··· EXTRACTED DATA
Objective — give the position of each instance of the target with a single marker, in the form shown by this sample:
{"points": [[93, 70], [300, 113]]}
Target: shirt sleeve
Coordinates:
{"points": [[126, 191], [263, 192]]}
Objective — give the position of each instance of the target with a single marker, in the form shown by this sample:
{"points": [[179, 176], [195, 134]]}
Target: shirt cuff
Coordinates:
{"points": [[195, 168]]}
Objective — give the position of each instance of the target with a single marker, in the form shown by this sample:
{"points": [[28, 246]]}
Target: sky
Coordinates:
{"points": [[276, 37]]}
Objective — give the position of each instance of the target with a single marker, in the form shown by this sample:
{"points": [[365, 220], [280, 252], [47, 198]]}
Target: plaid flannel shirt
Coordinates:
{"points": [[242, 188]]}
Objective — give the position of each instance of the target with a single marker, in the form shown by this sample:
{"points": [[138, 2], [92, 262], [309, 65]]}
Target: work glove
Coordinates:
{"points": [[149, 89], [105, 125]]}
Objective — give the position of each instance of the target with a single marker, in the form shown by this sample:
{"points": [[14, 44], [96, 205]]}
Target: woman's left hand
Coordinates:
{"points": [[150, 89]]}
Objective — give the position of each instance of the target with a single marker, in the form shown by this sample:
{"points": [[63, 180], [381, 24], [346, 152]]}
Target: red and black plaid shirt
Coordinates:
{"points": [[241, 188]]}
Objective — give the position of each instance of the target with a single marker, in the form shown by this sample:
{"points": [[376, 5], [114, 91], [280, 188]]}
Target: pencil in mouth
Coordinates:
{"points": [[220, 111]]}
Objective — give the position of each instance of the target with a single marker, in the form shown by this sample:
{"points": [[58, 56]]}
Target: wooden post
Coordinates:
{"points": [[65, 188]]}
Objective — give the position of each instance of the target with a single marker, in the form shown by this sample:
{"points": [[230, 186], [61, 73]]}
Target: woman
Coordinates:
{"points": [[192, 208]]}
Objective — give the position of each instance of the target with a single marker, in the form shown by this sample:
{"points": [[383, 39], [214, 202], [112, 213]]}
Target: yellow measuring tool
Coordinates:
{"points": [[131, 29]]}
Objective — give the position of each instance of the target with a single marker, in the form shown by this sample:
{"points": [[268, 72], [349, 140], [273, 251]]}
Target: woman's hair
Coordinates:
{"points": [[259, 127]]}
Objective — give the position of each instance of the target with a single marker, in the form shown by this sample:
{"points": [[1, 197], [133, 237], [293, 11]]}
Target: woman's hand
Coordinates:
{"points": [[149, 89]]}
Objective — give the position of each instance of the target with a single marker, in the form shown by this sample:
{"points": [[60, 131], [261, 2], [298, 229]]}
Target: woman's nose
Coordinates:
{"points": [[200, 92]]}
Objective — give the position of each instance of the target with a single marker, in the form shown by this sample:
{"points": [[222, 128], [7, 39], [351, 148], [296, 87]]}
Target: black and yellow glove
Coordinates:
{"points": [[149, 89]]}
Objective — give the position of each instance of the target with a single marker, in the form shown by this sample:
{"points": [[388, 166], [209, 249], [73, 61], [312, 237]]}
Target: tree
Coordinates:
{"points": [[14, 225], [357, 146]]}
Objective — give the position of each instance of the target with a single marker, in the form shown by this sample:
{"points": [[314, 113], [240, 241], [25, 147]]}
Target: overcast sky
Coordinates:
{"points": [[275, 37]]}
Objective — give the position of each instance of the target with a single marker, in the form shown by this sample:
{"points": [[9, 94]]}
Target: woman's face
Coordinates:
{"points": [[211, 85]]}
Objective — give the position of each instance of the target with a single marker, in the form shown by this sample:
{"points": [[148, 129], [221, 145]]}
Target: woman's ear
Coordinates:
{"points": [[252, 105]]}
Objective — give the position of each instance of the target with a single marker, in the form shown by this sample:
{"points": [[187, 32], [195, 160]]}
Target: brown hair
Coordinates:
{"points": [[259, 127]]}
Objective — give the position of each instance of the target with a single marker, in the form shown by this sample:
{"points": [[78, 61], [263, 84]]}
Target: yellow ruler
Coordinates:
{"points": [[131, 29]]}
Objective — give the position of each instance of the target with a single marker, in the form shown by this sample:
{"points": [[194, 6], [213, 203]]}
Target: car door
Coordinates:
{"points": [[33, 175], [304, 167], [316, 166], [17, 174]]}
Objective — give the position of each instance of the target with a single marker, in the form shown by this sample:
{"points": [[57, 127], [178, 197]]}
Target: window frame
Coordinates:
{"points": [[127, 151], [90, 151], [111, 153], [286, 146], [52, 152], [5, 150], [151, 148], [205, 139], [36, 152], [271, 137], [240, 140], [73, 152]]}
······
• **INSTRUCTIONS FOR THE TASK**
Collect every line of the items above that contains the string "glove". Treat case as significant.

• **RESPONSE FOR THIS EXERCISE**
Target: work glove
Target: black and yellow glove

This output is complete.